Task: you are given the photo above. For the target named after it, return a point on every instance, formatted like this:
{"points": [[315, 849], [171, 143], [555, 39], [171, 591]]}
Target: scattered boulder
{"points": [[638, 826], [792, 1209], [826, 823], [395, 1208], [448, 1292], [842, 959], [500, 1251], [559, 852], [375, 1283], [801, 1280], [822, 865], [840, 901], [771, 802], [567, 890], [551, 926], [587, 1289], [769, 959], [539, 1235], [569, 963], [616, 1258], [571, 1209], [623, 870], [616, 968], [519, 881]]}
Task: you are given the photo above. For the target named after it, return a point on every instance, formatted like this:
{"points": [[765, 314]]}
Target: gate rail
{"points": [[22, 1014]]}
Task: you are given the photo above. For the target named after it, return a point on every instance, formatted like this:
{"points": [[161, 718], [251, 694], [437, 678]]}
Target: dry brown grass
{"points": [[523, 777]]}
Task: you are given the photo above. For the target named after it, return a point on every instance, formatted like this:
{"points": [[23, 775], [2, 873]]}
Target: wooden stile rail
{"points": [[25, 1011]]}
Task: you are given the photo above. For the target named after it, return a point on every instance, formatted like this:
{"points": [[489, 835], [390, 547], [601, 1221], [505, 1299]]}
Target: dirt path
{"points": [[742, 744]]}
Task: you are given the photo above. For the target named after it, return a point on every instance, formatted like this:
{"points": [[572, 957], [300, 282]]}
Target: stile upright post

________________________________________

Task to complete:
Return the records exactly, every line included.

Answer to this exercise:
Task: you are given the photo above. For the target named after it, return a point on every instance, formatted like this:
{"points": [[315, 849], [171, 143], [555, 39], [171, 591]]}
Target: scattered boulder
{"points": [[638, 826], [792, 1209], [826, 823], [395, 1208], [448, 1292], [842, 959], [500, 1251], [559, 852], [375, 1283], [801, 1280], [822, 865], [840, 901], [771, 802], [567, 890], [551, 926], [587, 1289], [769, 959], [539, 1235], [569, 963], [616, 1258], [571, 1209], [623, 870], [616, 968], [519, 881]]}
Task: you are given the photo above. For the target named after it, return a point on every instance, formatted like this:
{"points": [[765, 314]]}
Target: gate rail
{"points": [[22, 1014]]}
Task: you are given the photo above. For the target named after it, return a point on every instance, formatted like this:
{"points": [[161, 718], [251, 694], [437, 678]]}
Target: dry brown grass
{"points": [[523, 777]]}
Task: you are given the photo above. For the target named after it, return a point on every instance, formatted like this:
{"points": [[23, 775], [2, 873]]}
Target: wooden stile rail
{"points": [[25, 1011]]}
Task: you are given the photo above. For the target named after it, return a point on every instance, formatted like this:
{"points": [[489, 835], [390, 547], [601, 1221], [505, 1299]]}
Target: dirt path
{"points": [[742, 744]]}
Task: you are given the photo above. For the target named after it, return a point on every instance, formatted like this:
{"points": [[572, 957], [300, 282]]}
Target: stile upright post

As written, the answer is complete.